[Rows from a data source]
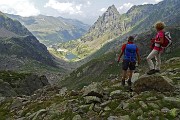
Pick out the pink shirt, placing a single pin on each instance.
(159, 35)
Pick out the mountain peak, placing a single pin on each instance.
(112, 8)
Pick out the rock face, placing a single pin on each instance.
(94, 89)
(18, 41)
(6, 89)
(108, 22)
(59, 29)
(14, 84)
(153, 82)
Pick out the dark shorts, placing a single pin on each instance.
(127, 64)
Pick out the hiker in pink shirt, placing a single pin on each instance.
(156, 50)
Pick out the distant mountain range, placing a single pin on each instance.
(16, 40)
(52, 30)
(112, 25)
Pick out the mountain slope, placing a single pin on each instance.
(17, 40)
(51, 30)
(112, 25)
(12, 26)
(105, 66)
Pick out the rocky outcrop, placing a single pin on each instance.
(20, 84)
(153, 82)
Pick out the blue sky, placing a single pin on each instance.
(86, 11)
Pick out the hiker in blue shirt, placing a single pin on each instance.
(130, 52)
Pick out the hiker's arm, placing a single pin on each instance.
(161, 41)
(138, 56)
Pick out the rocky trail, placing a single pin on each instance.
(158, 99)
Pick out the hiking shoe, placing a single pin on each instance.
(123, 82)
(151, 72)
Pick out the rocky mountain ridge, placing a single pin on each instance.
(51, 30)
(136, 20)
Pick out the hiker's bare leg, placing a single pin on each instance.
(158, 61)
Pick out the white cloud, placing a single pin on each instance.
(103, 9)
(18, 7)
(65, 7)
(125, 7)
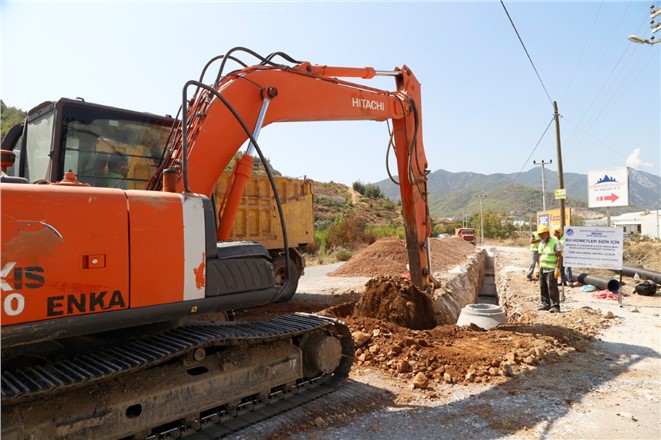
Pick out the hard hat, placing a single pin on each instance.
(542, 228)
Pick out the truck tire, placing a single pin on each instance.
(280, 274)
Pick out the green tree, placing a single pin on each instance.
(373, 192)
(359, 187)
(10, 116)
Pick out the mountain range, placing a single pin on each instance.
(520, 194)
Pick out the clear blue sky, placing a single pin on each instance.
(484, 109)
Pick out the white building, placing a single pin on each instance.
(645, 223)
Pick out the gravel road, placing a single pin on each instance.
(609, 390)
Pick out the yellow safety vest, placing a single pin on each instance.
(547, 257)
(535, 245)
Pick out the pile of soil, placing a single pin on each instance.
(397, 300)
(388, 256)
(465, 354)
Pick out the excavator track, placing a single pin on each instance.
(199, 380)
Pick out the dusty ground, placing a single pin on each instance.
(530, 374)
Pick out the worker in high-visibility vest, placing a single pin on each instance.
(534, 256)
(550, 262)
(565, 272)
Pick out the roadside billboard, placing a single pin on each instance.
(552, 217)
(595, 247)
(608, 187)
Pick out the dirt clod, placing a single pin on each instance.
(397, 300)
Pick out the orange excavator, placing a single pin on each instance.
(111, 297)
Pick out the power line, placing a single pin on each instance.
(533, 150)
(526, 50)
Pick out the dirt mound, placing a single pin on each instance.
(388, 256)
(461, 355)
(395, 299)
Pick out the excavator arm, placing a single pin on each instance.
(257, 96)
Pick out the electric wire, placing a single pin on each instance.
(527, 53)
(533, 150)
(587, 40)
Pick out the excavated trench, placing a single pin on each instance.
(470, 284)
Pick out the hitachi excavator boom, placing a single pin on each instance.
(112, 299)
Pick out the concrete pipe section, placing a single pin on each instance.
(486, 316)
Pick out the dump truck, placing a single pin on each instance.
(74, 125)
(467, 234)
(257, 220)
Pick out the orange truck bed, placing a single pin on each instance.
(258, 219)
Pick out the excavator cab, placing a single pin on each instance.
(73, 135)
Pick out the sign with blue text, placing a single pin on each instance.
(596, 247)
(608, 187)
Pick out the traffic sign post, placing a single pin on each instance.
(594, 247)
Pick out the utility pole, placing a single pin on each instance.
(561, 177)
(542, 163)
(481, 196)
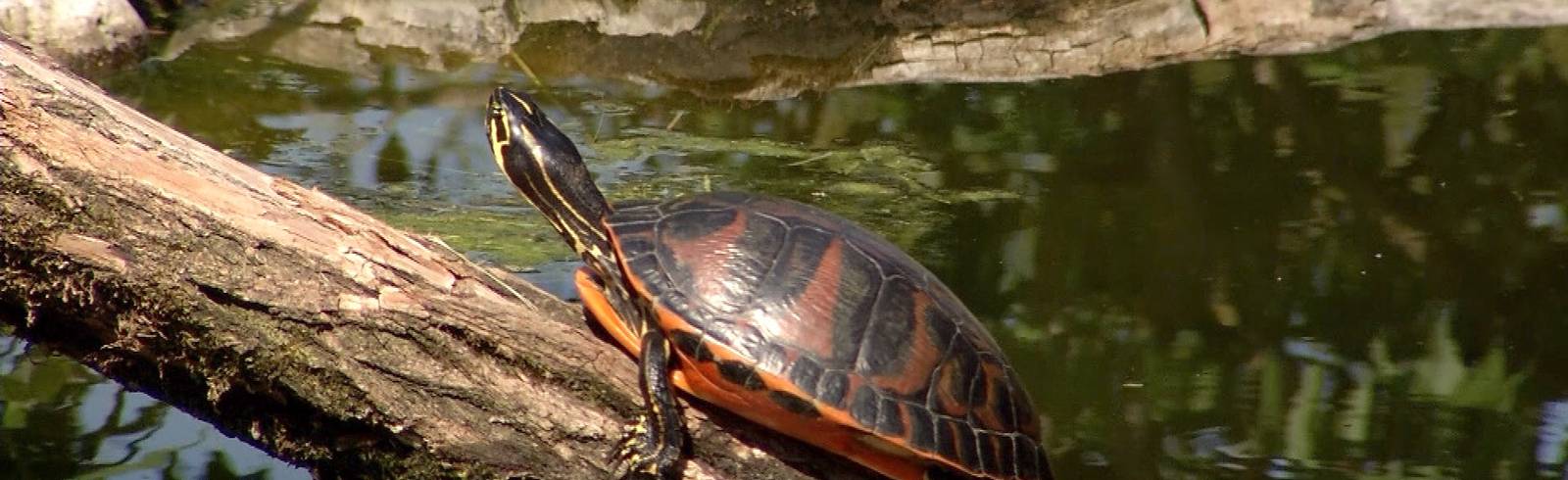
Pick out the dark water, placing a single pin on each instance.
(1338, 265)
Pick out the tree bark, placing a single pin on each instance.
(292, 320)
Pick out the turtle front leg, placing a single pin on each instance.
(653, 446)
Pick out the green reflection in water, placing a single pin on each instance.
(1340, 265)
(60, 419)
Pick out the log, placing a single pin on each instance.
(295, 322)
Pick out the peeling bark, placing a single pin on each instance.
(298, 323)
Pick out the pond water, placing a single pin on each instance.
(1337, 265)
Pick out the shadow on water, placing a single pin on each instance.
(1338, 265)
(62, 420)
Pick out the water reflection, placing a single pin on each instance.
(1345, 265)
(62, 420)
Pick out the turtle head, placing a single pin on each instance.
(549, 171)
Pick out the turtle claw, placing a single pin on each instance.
(640, 456)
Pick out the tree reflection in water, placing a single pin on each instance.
(60, 419)
(1338, 265)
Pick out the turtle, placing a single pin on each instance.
(781, 312)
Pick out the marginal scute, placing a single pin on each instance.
(985, 452)
(864, 407)
(1029, 461)
(739, 373)
(890, 417)
(964, 440)
(1007, 454)
(921, 435)
(805, 375)
(890, 325)
(833, 388)
(794, 405)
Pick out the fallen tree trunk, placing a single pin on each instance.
(292, 320)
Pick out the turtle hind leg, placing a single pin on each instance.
(653, 446)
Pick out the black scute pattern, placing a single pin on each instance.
(888, 336)
(805, 373)
(921, 435)
(828, 378)
(833, 388)
(864, 407)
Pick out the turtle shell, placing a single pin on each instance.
(808, 323)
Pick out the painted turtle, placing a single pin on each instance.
(781, 312)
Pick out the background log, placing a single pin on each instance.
(292, 320)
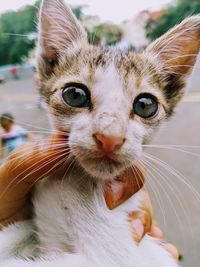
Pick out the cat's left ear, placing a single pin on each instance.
(58, 30)
(176, 53)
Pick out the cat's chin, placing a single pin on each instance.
(104, 169)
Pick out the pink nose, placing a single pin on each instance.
(108, 143)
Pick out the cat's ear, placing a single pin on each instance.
(58, 30)
(177, 51)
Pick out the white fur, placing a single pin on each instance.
(75, 228)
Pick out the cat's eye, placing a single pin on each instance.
(76, 95)
(145, 106)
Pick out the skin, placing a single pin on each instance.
(38, 159)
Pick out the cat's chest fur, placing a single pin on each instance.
(71, 216)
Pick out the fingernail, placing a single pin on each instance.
(138, 226)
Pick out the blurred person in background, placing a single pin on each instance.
(14, 72)
(11, 134)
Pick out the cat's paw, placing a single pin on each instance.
(17, 240)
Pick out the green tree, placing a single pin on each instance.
(106, 34)
(173, 15)
(15, 34)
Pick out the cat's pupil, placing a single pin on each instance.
(145, 106)
(76, 97)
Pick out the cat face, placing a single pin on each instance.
(108, 101)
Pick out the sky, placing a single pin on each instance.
(107, 10)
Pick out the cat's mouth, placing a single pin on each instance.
(102, 165)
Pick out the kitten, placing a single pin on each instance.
(109, 103)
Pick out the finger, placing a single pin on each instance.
(124, 186)
(156, 232)
(172, 250)
(29, 161)
(137, 229)
(142, 217)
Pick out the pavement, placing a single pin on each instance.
(174, 183)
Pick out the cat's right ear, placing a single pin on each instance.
(58, 30)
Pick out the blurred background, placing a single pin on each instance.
(174, 164)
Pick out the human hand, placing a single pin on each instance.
(34, 161)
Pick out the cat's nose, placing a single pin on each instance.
(108, 143)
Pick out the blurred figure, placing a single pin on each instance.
(14, 72)
(2, 78)
(11, 134)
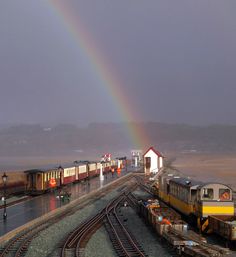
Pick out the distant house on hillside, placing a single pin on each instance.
(153, 161)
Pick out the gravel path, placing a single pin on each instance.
(100, 245)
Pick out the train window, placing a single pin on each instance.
(224, 194)
(207, 194)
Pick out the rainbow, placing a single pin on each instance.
(108, 80)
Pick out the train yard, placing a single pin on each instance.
(72, 230)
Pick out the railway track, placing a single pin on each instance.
(18, 245)
(124, 242)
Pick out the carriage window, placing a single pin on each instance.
(224, 194)
(207, 194)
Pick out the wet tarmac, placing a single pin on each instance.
(21, 213)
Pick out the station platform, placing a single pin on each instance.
(22, 210)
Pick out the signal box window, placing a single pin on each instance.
(208, 194)
(224, 194)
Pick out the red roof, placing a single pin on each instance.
(155, 151)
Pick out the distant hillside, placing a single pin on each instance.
(33, 140)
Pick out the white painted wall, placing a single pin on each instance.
(154, 161)
(160, 162)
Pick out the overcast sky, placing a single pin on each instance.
(176, 61)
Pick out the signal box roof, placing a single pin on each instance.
(155, 151)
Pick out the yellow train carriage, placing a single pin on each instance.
(214, 199)
(195, 199)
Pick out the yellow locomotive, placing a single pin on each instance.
(196, 200)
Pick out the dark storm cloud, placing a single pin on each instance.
(175, 59)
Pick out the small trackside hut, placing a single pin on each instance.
(153, 161)
(43, 179)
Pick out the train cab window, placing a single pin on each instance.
(224, 194)
(208, 194)
(193, 195)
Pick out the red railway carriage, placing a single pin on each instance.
(92, 169)
(42, 180)
(82, 172)
(107, 167)
(69, 175)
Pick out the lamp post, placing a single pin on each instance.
(4, 179)
(60, 169)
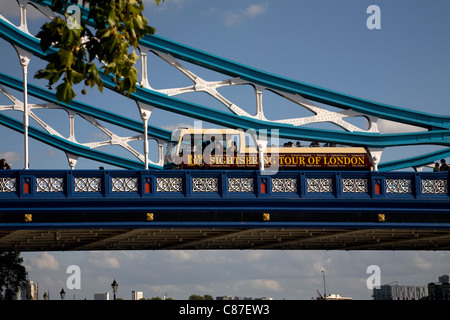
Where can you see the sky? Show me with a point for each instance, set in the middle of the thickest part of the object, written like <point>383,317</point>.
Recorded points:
<point>325,43</point>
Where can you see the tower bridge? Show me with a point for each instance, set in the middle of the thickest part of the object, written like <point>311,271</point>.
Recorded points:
<point>142,206</point>
<point>114,210</point>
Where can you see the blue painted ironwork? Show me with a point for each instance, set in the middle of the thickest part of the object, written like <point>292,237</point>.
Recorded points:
<point>438,126</point>
<point>92,198</point>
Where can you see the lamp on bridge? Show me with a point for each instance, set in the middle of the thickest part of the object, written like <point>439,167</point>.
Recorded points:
<point>114,286</point>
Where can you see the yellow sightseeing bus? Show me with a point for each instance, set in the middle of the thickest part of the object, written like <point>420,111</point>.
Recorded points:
<point>195,149</point>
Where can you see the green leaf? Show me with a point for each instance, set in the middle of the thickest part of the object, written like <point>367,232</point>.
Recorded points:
<point>65,93</point>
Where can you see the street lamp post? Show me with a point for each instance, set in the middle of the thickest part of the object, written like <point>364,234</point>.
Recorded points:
<point>324,287</point>
<point>114,286</point>
<point>62,293</point>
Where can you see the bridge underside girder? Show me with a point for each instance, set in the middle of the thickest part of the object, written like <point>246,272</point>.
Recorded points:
<point>223,238</point>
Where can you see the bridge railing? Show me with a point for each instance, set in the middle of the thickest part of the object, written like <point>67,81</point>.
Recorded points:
<point>209,184</point>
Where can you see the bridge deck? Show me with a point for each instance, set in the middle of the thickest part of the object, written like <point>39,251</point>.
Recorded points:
<point>118,210</point>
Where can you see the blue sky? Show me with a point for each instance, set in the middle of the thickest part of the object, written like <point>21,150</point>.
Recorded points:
<point>325,43</point>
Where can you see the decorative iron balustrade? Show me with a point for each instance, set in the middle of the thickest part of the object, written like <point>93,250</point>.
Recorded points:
<point>213,183</point>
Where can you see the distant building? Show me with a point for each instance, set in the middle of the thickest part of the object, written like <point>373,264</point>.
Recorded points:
<point>397,292</point>
<point>337,297</point>
<point>439,290</point>
<point>101,296</point>
<point>30,292</point>
<point>137,295</point>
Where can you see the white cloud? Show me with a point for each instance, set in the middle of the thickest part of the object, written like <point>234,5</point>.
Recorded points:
<point>103,260</point>
<point>10,156</point>
<point>236,17</point>
<point>266,284</point>
<point>44,262</point>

• _WHAT TO WORK ON_
Rewrite the lines that begin at the one containing "Pick out the red railway" and end after the one containing "<point>62,293</point>" as a JSON list of strings, one string per line, with blank lines and the picture markers omitted.

• _CORRECT ANSWER_
[
  "Pick out the red railway carriage, placing a single pin on each instance.",
  "(92, 169)",
  "(42, 180)",
  "(82, 172)",
  "(107, 167)",
  "(69, 175)",
  "Pick out the lamp post, placing a single pin on each instance.",
  "(4, 179)",
  "(60, 169)",
  "Where can you see the sky? Show me with a point for each instance, set in the middle of the thickest part of the object, written like <point>383,317</point>.",
  "Recorded points:",
  "<point>325,43</point>",
  "Where can you see the tower bridge? Show me with a point for each instance, set in the middle of the thickest part of the object, written like <point>311,271</point>.",
  "Recorded points:",
  "<point>142,206</point>",
  "<point>114,210</point>",
  "Where can you see the blue painted ironwork? Show me with a point for each instance, set in the middle of the thickest part of the object, written like <point>292,237</point>.",
  "Recorded points:",
  "<point>438,126</point>",
  "<point>92,198</point>",
  "Where can you see the lamp on bridge? Show me with a point for each instance, set in the middle of the thickest part of the object, written like <point>439,167</point>.",
  "Recorded points:",
  "<point>114,286</point>",
  "Where can you see the yellow sightseeing bus? Show me with a point for each instance, set in the middle of the thickest part of the object, written like <point>420,111</point>.",
  "Recorded points:",
  "<point>195,149</point>",
  "Where can you see the green leaf? Show me with a point for each instance, set in the middle of the thickest part of the object, written like <point>367,232</point>.",
  "Recorded points:",
  "<point>65,93</point>",
  "Where can you see the street lamp post? Show me with a point for each instance, set in the middle of the thickest part of the object, written like <point>364,234</point>.",
  "Recorded points:",
  "<point>324,287</point>",
  "<point>114,286</point>",
  "<point>62,293</point>"
]